Economics Thesis Based on Engineering Studies Courses

Engineering studies (EGRS) and economics double major and German minor Rabia Demirelli ’21 combined her personal interests, drive, and passion to develop an honors project in social entrepreneurship. She originally planned the project as a joint thesis, but after working closely with Engineering Studies Chair and Associate Professor Benjamin Cohen to conduct the research, she decided to make the EGRS-course-based project an economics-only thesis.

Her project looked at social entrepreneurship education (SEE), defined its goals, practices, and history, and explored connections between different academic disciplines and SEE focusing on entrepreneurship education and project-based learning offerings. She designed a survey and collected data to quantify students’ entrepreneurial and civic mindsets, comparing the effects of taking a social entrepreneurship, entrepreneurship or a project based learning course. The results show that social entrepreneurship courses provide students with a platform to bring their civic interests to the academic classroom, or help students build knowledge, skills, and dispositions around civic issues.

**Complete the following**
#1 In the passage about the social entrepreneurship thesis, update the part starting at "Engineering studies (EGRS)" and ending at "an economics-only thesis.", replacing "joint thesis" with "shared thesis".
#2 Continue the passage about the social entrepreneurship thesis from its last sentence.

**Supplied data**
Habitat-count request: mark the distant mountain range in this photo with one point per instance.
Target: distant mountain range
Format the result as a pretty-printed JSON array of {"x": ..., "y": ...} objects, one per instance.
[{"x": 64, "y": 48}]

**Answer section**
#1
Engineering studies (EGRS) and economics double major and German minor Rabia Demirelli ’21 combined her personal interests, drive, and passion to develop an honors project in social entrepreneurship. She originally planned the project as a shared thesis, but after working closely with Engineering Studies Chair and Associate Professor Benjamin Cohen to conduct the research, she decided to make the EGRS-course-based project an economics-only thesis.

#2
In addition to the double major, Demirelli was a member of the inaugural cohort of student entrepreneurs involved in what is now the Dyer Center for Innovation and Entrepreneurship, and co-founded the Collegiate Entrepreneurs Organization on campus. She studied a semester in Germany, and also participated in Lafayette’s Technology Clinic, a two-semester program in which teams of students from each academic division work together on imaginative solutions to real-world problems for clients. Her engineering studies courses included EGRS 498: Special Topics in Entrepreneurship-Rethinking Social Profit Organizations; EGRS 370: Build High-Tech Start-up; EGRS 451: Seminar in Engineering and Society; and EGRS 480: Sustainable Solutions.